====== Passage provided
Nursery Nurses, Security Guards, Hairdressers – New Research Reveals Scale of Workers’ Losses In Tax Credit Cuts
As the House of Lords prepares to vote on tax credit cuts (on Monday 26th October), new analysis published today by Child Poverty Action Group reveals the extent to which workers in different jobs could lose out as a direct result of the controversial, proposed cuts. Nursery nurses, security guards, bank clerks and hospital porters are among those who would take heavy losses, the research shows.
The table below shows nursery nurses would lose £1,788 in tax credits next year as a result of the proposed cuts, which (i) slash the earnings level at which tax credits start to be withdrawn as wages rise, and (ii) hike up the rate at which tax credits are taken away once earnings reach this threshold.
To illustrate the impact of these cuts, CPAG calculated the losses which can be expected by tax credit recipients in various different jobs next year. These calculations are for sole earners working full time, either single parents with two children or a sole earner in a couple-family with two children, and do not include the impact of other changes to tax and benefits.
A security guard would lose £2,304; a dental nurse would lose £2,027; a bank clerk would lose £2,262; a hospital porter would lose £2,049; a school secretary £2,125; a care worker £1,906; a teaching assistant £1,896 a cook ; £1,860 and a hairdresser £1,669 (see table below). (1)
============
====== Given entries
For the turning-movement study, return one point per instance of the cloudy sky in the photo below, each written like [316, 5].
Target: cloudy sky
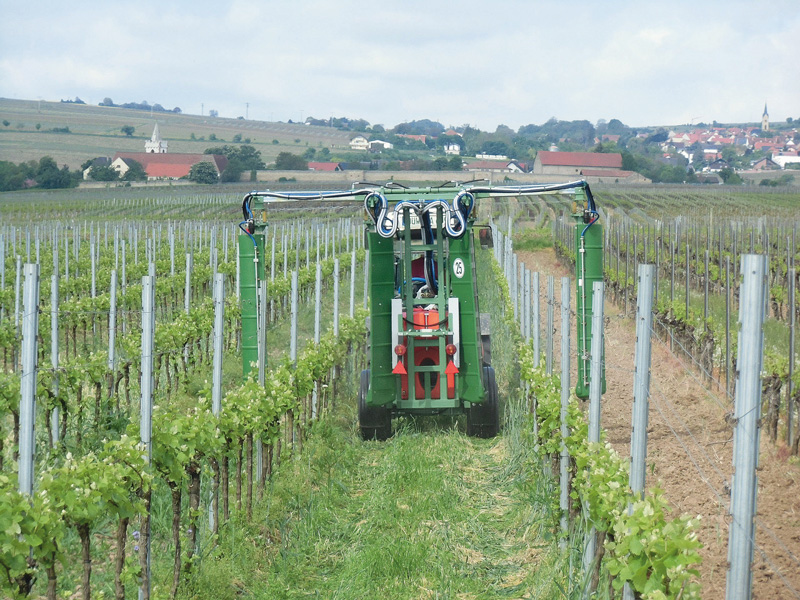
[485, 63]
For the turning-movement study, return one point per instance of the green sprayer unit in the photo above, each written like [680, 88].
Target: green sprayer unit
[429, 346]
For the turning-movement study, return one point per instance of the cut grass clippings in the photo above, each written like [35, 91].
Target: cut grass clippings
[429, 514]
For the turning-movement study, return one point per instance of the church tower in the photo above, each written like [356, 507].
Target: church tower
[155, 144]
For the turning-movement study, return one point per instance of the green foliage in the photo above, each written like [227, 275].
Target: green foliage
[286, 161]
[104, 173]
[135, 172]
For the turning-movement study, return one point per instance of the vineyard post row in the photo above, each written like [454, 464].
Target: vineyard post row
[31, 335]
[706, 258]
[748, 399]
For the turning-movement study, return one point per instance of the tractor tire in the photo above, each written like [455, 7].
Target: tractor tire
[375, 422]
[483, 420]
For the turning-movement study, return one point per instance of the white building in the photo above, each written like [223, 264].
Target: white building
[359, 143]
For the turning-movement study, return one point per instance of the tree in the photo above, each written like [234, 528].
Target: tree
[135, 172]
[729, 177]
[286, 161]
[49, 176]
[233, 171]
[203, 172]
[490, 147]
[249, 158]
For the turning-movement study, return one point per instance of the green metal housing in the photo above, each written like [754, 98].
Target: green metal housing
[390, 275]
[588, 269]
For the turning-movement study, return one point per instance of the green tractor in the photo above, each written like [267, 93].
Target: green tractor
[429, 346]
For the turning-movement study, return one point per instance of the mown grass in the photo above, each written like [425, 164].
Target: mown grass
[431, 513]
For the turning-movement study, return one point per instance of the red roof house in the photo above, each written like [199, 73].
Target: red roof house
[324, 166]
[167, 166]
[572, 163]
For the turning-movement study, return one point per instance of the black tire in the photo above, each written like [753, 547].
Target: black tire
[375, 422]
[483, 420]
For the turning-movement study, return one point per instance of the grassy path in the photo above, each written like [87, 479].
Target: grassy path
[429, 514]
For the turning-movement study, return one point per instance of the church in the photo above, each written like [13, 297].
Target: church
[159, 164]
[155, 144]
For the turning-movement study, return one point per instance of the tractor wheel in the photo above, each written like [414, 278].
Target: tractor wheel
[483, 420]
[375, 422]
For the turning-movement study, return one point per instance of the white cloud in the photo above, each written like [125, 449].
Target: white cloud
[512, 61]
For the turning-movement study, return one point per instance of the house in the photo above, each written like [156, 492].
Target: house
[411, 136]
[785, 157]
[494, 166]
[484, 156]
[359, 142]
[379, 145]
[324, 166]
[572, 163]
[100, 161]
[764, 164]
[166, 166]
[717, 166]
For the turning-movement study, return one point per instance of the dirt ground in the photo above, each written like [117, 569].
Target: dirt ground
[689, 451]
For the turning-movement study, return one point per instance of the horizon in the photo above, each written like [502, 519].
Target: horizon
[169, 111]
[524, 63]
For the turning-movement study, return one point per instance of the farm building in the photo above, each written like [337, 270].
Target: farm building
[166, 166]
[613, 176]
[359, 142]
[100, 161]
[324, 166]
[378, 145]
[572, 163]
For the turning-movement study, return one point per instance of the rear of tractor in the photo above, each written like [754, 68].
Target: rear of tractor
[427, 352]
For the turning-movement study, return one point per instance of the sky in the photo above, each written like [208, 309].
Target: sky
[482, 63]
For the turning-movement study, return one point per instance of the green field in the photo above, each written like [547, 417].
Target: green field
[96, 131]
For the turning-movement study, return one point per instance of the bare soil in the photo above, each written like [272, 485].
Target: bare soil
[689, 452]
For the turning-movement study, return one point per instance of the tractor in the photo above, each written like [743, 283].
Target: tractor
[429, 350]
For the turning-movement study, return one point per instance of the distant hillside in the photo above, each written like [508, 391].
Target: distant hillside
[73, 133]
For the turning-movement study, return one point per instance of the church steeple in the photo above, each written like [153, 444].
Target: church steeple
[155, 144]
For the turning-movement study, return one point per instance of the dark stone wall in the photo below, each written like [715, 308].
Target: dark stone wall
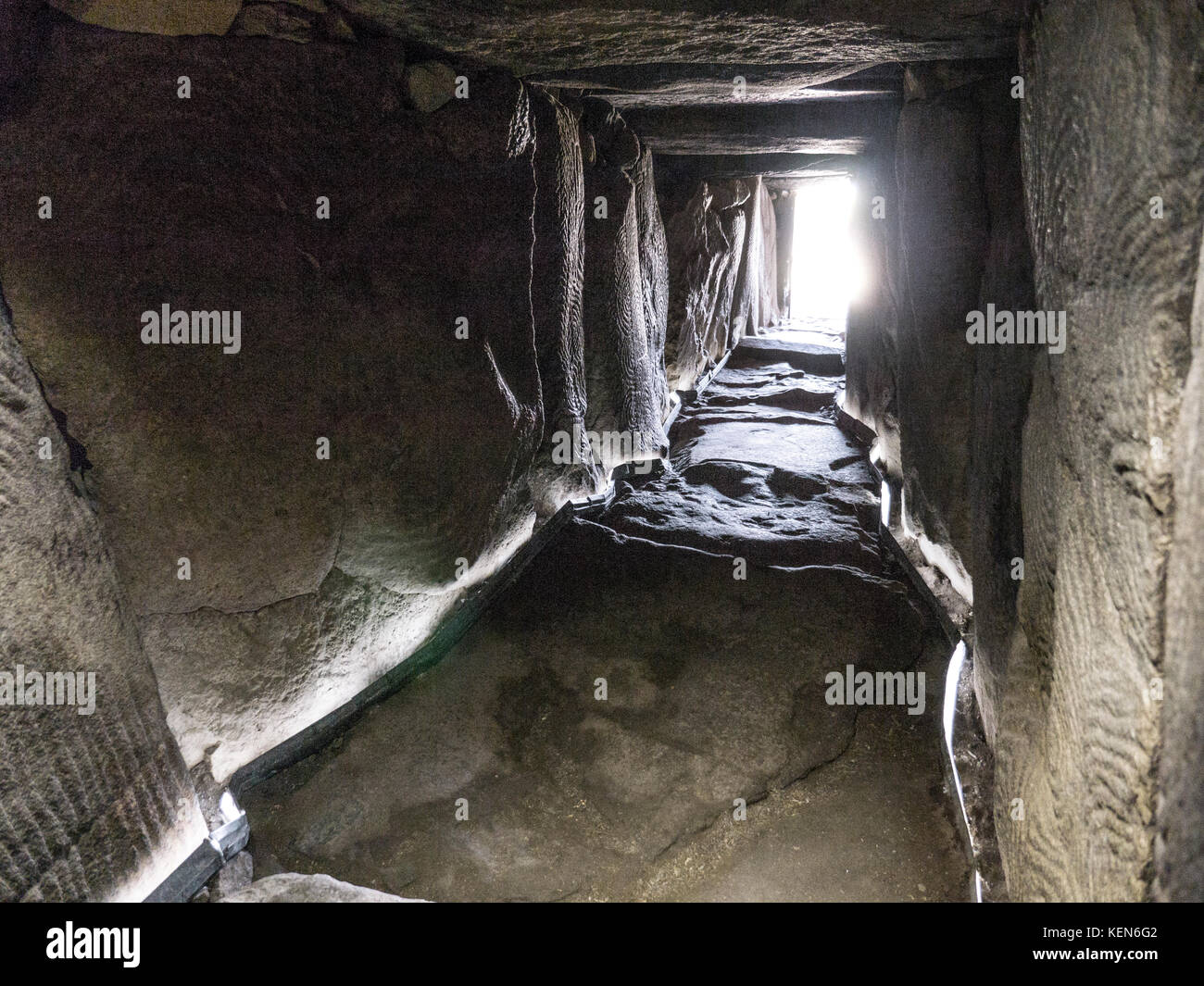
============
## Exercise instructions
Reproduce word for word the part of the tax credit cuts article that begins at "The table below" and ends after "tax and benefits.".

## Task solution
The table below shows nursery nurses would lose £1,788 in tax credits next year as a result of the proposed cuts, which (i) slash the earnings level at which tax credits start to be withdrawn as wages rise, and (ii) hike up the rate at which tax credits are taken away once earnings reach this threshold.
To illustrate the impact of these cuts, CPAG calculated the losses which can be expected by tax credit recipients in various different jobs next year. These calculations are for sole earners working full time, either single parents with two children or a sole earner in a couple-family with two children, and do not include the impact of other changes to tax and benefits.